◆ PROBLEM ◆
Rewrite the data between the lines holding "Each instance of the illuminated" and "pixel 165 126", inclusive, with "horse's" changed to "mare's" and nothing else altered. Leave the pictures out.

◆ INPUT ROWS ◆
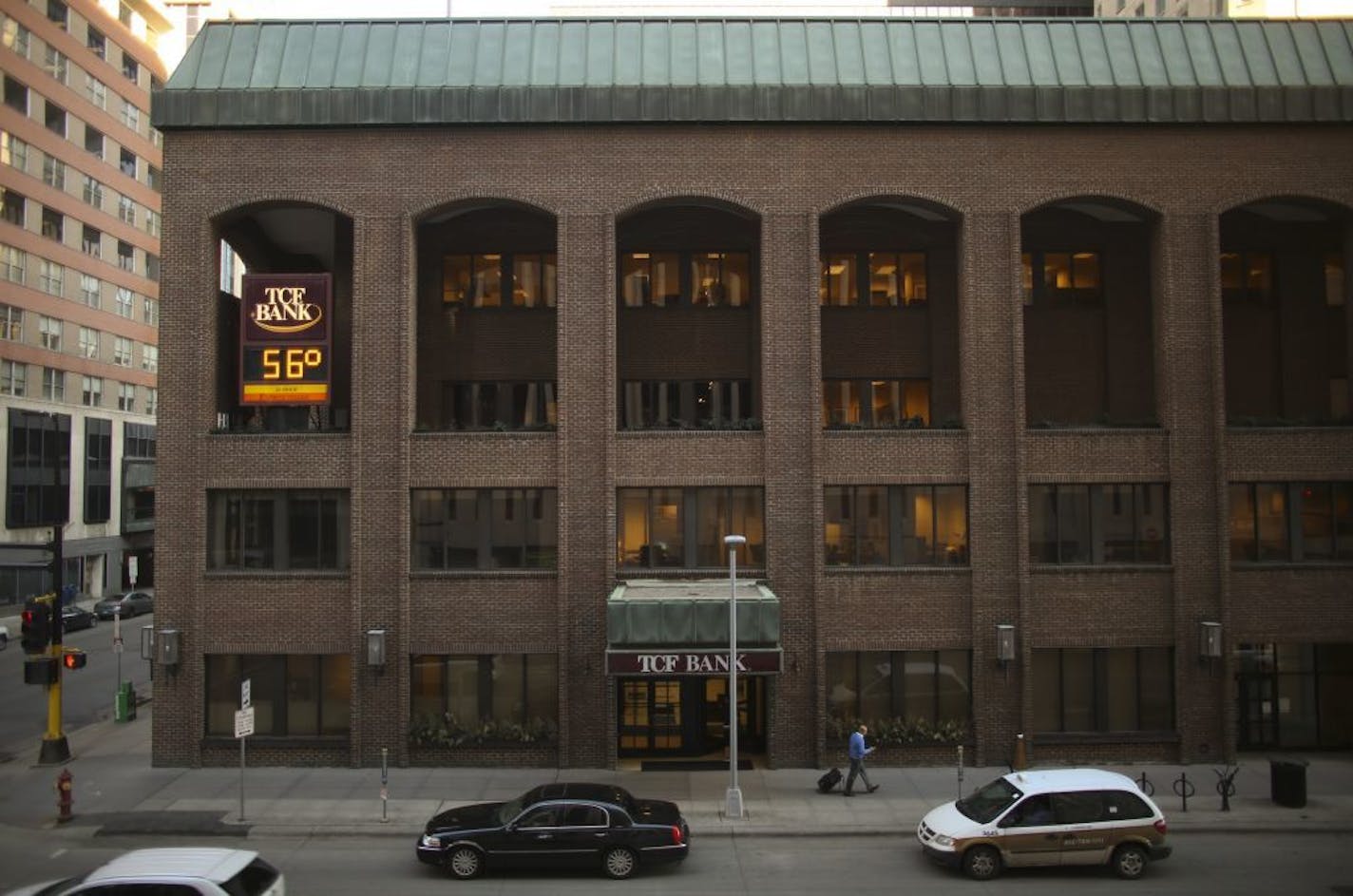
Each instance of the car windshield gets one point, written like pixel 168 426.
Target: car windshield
pixel 988 801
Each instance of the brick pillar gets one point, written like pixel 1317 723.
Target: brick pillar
pixel 991 353
pixel 1193 411
pixel 382 417
pixel 791 350
pixel 586 375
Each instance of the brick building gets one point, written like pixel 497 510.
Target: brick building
pixel 1018 351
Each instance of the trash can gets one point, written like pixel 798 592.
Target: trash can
pixel 124 704
pixel 1286 781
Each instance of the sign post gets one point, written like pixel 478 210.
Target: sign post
pixel 244 727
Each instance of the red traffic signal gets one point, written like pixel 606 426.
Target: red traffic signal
pixel 37 625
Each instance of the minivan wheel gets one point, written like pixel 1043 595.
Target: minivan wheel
pixel 981 863
pixel 619 863
pixel 465 863
pixel 1130 861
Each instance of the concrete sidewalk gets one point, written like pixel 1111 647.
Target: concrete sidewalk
pixel 118 792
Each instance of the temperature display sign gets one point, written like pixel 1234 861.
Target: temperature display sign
pixel 284 340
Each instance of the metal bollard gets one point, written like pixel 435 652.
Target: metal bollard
pixel 1184 790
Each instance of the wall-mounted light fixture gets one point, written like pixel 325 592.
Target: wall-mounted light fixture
pixel 1210 640
pixel 376 649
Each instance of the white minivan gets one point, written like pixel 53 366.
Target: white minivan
pixel 1050 816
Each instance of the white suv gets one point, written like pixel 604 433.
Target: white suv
pixel 191 872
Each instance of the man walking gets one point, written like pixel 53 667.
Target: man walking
pixel 857 761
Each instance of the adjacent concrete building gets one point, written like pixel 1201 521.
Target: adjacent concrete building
pixel 1018 351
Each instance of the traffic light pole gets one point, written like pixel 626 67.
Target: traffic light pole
pixel 54 748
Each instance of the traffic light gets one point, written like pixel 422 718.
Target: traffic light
pixel 37 625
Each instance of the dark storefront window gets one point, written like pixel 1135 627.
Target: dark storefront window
pixel 904 696
pixel 1099 524
pixel 283 529
pixel 1295 696
pixel 679 528
pixel 1291 522
pixel 485 528
pixel 896 525
pixel 293 695
pixel 463 691
pixel 1104 689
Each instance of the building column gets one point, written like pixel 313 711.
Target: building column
pixel 992 372
pixel 1192 401
pixel 383 299
pixel 586 376
pixel 791 372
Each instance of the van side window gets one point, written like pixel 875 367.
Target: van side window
pixel 1078 807
pixel 1120 804
pixel 1033 812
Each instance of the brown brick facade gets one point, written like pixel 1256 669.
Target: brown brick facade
pixel 787 178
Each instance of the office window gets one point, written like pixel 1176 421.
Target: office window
pixel 89 287
pixel 475 691
pixel 685 528
pixel 15 37
pixel 12 264
pixel 96 91
pixel 88 343
pixel 48 332
pixel 13 152
pixel 1104 689
pixel 15 95
pixel 293 695
pixel 96 42
pixel 896 525
pixel 13 207
pixel 13 378
pixel 54 63
pixel 92 191
pixel 11 324
pixel 485 528
pixel 1099 524
pixel 53 172
pixel 54 118
pixel 93 141
pixel 53 225
pixel 50 276
pixel 279 529
pixel 53 385
pixel 98 493
pixel 1291 522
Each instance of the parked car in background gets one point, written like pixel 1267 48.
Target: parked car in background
pixel 198 870
pixel 73 618
pixel 597 826
pixel 1055 816
pixel 131 604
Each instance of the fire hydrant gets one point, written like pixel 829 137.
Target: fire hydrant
pixel 64 796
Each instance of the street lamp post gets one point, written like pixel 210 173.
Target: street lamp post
pixel 734 804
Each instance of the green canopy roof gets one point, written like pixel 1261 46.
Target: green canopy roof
pixel 650 70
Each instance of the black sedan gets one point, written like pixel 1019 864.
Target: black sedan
pixel 558 826
pixel 73 618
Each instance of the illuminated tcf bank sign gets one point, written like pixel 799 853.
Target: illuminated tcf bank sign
pixel 284 338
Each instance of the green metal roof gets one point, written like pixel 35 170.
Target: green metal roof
pixel 650 70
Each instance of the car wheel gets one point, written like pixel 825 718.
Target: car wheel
pixel 619 863
pixel 1130 861
pixel 981 863
pixel 465 863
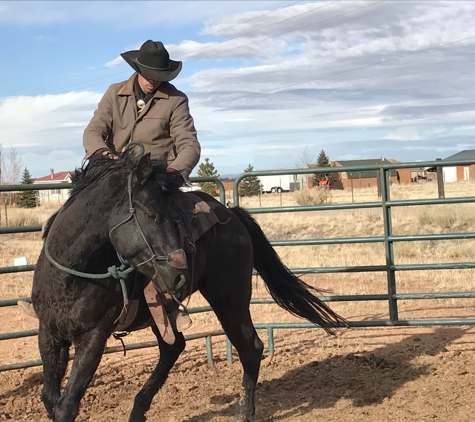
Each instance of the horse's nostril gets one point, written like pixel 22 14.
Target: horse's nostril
pixel 180 281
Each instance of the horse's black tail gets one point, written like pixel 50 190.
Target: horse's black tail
pixel 287 290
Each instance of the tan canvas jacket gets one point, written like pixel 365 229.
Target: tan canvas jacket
pixel 165 126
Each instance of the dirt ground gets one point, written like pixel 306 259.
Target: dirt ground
pixel 375 374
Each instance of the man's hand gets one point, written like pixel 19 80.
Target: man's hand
pixel 106 152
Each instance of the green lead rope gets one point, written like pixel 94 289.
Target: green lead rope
pixel 119 273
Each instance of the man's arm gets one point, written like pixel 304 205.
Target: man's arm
pixel 99 127
pixel 183 133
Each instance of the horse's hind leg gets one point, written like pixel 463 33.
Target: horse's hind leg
pixel 233 313
pixel 88 354
pixel 54 354
pixel 168 356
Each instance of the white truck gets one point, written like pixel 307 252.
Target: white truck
pixel 275 183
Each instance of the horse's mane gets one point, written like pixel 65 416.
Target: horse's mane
pixel 100 167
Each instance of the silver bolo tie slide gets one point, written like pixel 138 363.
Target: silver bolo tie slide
pixel 140 104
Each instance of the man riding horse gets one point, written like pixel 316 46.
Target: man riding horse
pixel 149 109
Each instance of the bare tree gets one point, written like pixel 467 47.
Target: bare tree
pixel 11 167
pixel 305 158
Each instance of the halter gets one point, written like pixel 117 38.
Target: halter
pixel 176 258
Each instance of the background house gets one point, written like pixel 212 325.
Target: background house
pixel 457 173
pixel 54 195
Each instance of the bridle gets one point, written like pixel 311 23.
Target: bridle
pixel 176 258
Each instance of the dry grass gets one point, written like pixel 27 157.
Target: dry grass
pixel 327 224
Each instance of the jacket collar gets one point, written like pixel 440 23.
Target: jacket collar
pixel 127 88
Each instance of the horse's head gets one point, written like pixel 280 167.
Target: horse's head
pixel 142 225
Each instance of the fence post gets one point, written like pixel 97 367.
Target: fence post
pixel 440 180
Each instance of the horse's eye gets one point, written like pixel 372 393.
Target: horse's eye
pixel 154 217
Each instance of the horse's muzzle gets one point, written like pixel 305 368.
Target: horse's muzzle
pixel 177 259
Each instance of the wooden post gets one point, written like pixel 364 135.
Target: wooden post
pixel 440 180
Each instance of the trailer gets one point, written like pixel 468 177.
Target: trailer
pixel 276 184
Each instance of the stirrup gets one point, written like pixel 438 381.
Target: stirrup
pixel 27 308
pixel 180 320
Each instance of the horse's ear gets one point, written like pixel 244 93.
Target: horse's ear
pixel 144 169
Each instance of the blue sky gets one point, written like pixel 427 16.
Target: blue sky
pixel 268 81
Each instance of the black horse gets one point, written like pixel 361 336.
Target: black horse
pixel 126 209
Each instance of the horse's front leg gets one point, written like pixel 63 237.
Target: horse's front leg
pixel 88 354
pixel 54 354
pixel 168 356
pixel 236 321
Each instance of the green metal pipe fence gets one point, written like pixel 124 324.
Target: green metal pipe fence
pixel 388 240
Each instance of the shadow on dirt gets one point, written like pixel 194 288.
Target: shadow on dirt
pixel 363 378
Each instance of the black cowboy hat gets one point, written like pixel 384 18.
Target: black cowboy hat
pixel 153 62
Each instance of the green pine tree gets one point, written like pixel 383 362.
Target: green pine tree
pixel 323 161
pixel 249 186
pixel 207 169
pixel 27 198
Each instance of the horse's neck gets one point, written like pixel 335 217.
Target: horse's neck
pixel 80 239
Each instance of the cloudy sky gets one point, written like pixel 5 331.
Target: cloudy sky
pixel 267 80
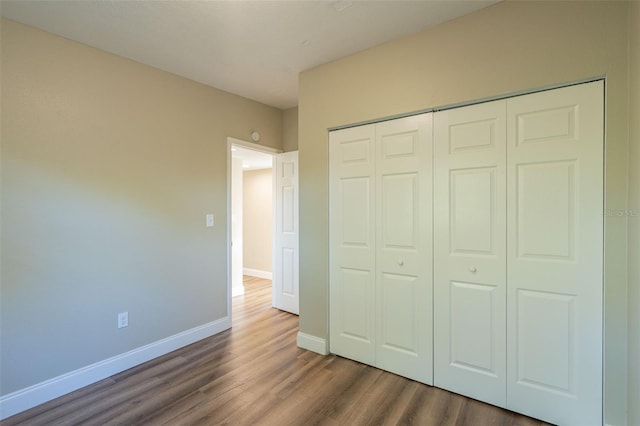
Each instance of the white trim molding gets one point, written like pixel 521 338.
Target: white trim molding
pixel 267 275
pixel 312 343
pixel 40 393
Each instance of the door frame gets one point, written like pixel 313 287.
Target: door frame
pixel 231 141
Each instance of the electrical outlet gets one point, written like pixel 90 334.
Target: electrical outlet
pixel 123 319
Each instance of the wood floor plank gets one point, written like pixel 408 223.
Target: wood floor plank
pixel 254 374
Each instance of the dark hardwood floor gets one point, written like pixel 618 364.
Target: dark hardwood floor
pixel 254 374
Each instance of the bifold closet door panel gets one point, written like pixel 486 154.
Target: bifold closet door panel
pixel 470 252
pixel 352 243
pixel 555 254
pixel 404 256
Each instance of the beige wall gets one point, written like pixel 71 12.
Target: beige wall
pixel 634 219
pixel 290 129
pixel 506 48
pixel 257 219
pixel 108 170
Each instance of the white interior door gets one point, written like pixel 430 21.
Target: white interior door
pixel 352 243
pixel 285 265
pixel 469 240
pixel 404 250
pixel 555 252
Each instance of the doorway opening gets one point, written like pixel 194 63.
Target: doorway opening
pixel 262 230
pixel 251 215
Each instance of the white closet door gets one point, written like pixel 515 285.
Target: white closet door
pixel 469 262
pixel 404 255
pixel 554 260
pixel 352 243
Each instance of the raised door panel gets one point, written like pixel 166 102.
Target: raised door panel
pixel 404 255
pixel 554 260
pixel 286 274
pixel 352 243
pixel 469 253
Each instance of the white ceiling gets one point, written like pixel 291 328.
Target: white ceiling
pixel 251 48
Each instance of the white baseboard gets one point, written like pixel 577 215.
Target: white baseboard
pixel 312 343
pixel 257 273
pixel 40 393
pixel 237 290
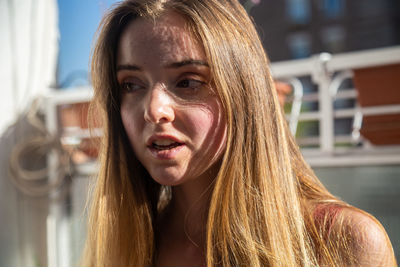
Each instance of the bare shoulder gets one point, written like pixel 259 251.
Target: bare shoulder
pixel 368 240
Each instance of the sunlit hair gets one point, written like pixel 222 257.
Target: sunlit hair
pixel 264 197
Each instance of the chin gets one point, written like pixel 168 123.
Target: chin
pixel 167 179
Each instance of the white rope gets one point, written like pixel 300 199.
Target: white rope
pixel 36 182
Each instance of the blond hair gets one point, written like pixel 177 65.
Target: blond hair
pixel 261 210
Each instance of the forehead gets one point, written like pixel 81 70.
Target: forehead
pixel 165 39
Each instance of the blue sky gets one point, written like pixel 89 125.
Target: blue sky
pixel 78 21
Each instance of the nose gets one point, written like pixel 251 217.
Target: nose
pixel 159 106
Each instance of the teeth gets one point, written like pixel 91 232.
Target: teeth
pixel 163 142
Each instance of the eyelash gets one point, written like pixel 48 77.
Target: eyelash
pixel 185 83
pixel 126 86
pixel 196 85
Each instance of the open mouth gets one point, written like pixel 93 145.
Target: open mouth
pixel 165 145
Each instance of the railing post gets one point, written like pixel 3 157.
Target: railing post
pixel 322 77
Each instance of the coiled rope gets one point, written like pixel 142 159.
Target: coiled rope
pixel 37 182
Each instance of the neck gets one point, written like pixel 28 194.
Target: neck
pixel 187 213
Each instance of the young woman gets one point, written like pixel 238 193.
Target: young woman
pixel 198 167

◆ RESULT OF THIS EXERCISE ◆
Each instance of the illuminated tcf bank sign gets one point, written like pixel 799 853.
Target: illuminated tcf bank sign
pixel 284 338
Each instance of the green metal roof gets one point, written like pixel 35 170.
Target: green metal roof
pixel 650 70
Each instance of the car wheel gets one point, written like pixel 825 718.
Target: car wheel
pixel 619 863
pixel 1130 861
pixel 981 863
pixel 465 863
Each instance of the mare's nostril gets one point, written like pixel 22 14.
Target: mare's nostril
pixel 180 281
Each instance of the mare's black tail gets one point, written like pixel 50 190.
Target: mare's black tail
pixel 287 290
Each instance of the tan canvas jacket gets one point, written like pixel 365 229.
Target: tan canvas jacket
pixel 165 126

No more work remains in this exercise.